_Alıntı_
========================
Ancak özellikle de İkinci Dünya savaşı tecrübesiyle birlikte, kanunların hukuki
olmayabileceği de tecrübe edildi. Bazı durumlarda devletler, teknik anlamda usulüne uygun
kanunlar çıkartmalarına rağmen, bu kanunlar evrensel anlamda hukuka aykırılık teşkil ettiler.
Hatta halk tarafından meşru bir şekilde işbaşına getirilen iktidarlar, devletin kendisi oldular ve
kendilerini işbaşına getiren demokratik çoğunlukçu sistemin doğasına dinamit koyan
uygulamalara imza attılar. Örneğin, Nazi Almanya’sındaki uygulamaların birçoğu, o dönemdeki
Alman hukuku içinde yasaldı. Ancak bu uygulamalar, insani olmadığı gibi hukuki de değildi. Bu
tecrübeyi yaşayan devletler; kanun devleti olmaktan hukuk devleti olmaya, çoğunlukçu
demokratik sistemden çoğulcu demokratik sisteme kendilerini evrilttiler. Artık, devlet, kanun
yaparken, yapılacak kanunun evrensel hukuka uygun olmasını, insancıl olmasını, soyut ve genel
olmasını, başka bir deyişle kanunun hukuki olmasını temin edecekti. Bu anlayış hukuk devleti
anlayışıdır. Demokrasinin sadece çoğunluğun yönetim hakkının olduğu bir sistem olduğu
yönündeki kabul aşılmıştır. Demokrasinin, hem çoğunluğun yönetim hakkının olduğu hem de
aynı anda azınlığın temel haklarının çoğunluğa rağmen bile olsa korunabildiği bir sistem olduğu
kabul edilmiştir. Günümüzdeki çağdaş demokrasi anlayışı budur. Hukuk devletinden kanun
devletine veyahut çoğulcu demokrasiden çoğunlukçu demokrasiye geri götüren kabuller
gericiliktir. Hedefimiz, Türkiye’nin çoğulcu demokrasi anlayışını benimsemiş bir hukuk devleti
olmasıdır.
Hukuk sistemimiz ise, popülizmden uzak, sadece hakkı aramaya odaklı, her tarafa eşit
mesafede ve öncelikle yürütmeden ve sair güç odaklarından bağımsız olmalıdır.
Hukuk sistemimizin olması gerektiği kadar bağımsız ve tarafsız olmadığı, demokrasi
anlayışının 1945 öncesi çoğunlukçu demokrasiye dönüştürüldüğü, bazı kanunlarımızın hukuki
olmadığı maalesef ki gerçektir.
========================
_Kısa görev 1_
Aşağıdaki satırlar arasından "forehead" dizesini içerenlerin hepsini gösterin; büyük-küçük harf farkı dikkate alınmalıdır.
========================
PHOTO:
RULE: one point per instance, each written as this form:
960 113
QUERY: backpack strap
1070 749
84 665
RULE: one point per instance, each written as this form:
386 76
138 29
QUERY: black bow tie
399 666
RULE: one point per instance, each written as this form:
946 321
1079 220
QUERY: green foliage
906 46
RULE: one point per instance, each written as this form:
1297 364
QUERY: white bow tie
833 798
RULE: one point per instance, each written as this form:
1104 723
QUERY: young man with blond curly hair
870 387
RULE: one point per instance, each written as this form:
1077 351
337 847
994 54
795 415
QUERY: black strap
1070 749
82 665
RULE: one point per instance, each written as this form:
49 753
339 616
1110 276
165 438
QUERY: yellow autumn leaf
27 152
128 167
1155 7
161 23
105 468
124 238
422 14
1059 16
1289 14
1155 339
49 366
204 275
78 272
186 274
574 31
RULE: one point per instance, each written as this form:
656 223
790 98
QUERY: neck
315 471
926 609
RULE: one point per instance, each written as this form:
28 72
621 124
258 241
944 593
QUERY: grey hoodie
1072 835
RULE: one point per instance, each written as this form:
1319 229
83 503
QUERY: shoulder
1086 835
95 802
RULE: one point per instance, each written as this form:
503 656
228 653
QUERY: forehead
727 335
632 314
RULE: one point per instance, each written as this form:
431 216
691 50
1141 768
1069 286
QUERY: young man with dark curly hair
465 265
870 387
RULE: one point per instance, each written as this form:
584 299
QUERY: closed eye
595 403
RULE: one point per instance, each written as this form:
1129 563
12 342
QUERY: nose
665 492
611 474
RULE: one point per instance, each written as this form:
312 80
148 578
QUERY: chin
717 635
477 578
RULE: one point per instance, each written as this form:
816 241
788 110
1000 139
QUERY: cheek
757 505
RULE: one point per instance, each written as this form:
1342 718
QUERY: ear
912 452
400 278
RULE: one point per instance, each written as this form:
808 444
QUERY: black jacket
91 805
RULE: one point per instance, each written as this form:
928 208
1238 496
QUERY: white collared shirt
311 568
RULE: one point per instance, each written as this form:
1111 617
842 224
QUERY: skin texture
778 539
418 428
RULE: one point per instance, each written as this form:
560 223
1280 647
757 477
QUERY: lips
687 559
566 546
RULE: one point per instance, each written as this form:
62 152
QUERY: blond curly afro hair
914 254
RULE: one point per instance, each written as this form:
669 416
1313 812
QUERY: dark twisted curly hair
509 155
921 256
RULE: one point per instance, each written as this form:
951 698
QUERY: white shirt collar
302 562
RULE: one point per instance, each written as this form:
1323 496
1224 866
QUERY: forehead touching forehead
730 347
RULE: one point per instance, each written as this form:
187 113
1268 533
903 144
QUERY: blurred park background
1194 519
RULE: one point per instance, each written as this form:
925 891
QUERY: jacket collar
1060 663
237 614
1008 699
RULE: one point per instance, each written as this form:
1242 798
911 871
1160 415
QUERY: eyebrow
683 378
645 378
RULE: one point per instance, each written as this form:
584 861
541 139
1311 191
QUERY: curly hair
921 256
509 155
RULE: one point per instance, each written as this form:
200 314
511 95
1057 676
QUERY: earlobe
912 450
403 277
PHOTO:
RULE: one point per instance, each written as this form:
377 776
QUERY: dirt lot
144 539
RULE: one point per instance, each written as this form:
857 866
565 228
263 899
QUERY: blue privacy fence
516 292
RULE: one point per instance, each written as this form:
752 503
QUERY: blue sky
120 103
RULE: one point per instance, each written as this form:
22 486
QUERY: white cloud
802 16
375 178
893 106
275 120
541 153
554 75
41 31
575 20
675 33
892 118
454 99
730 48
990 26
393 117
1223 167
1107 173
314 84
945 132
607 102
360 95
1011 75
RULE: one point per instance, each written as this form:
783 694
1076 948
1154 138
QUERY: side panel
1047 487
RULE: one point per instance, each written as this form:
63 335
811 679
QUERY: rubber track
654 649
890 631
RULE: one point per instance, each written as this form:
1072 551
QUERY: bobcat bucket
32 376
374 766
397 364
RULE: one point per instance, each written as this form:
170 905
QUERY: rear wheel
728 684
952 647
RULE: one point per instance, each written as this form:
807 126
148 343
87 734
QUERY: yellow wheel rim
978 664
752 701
========================
_Kısa görev 2_
Alıntıda ifade edilen hedef nedir?

_Yazılı cevap 1_
QUERY: forehead
QUERY: forehead touching forehead

_Yazılı cevap 2_
Türkiye'nin çoğulcu demokrasi anlayışını benimsemiş bir hukuk devleti olmasıdır.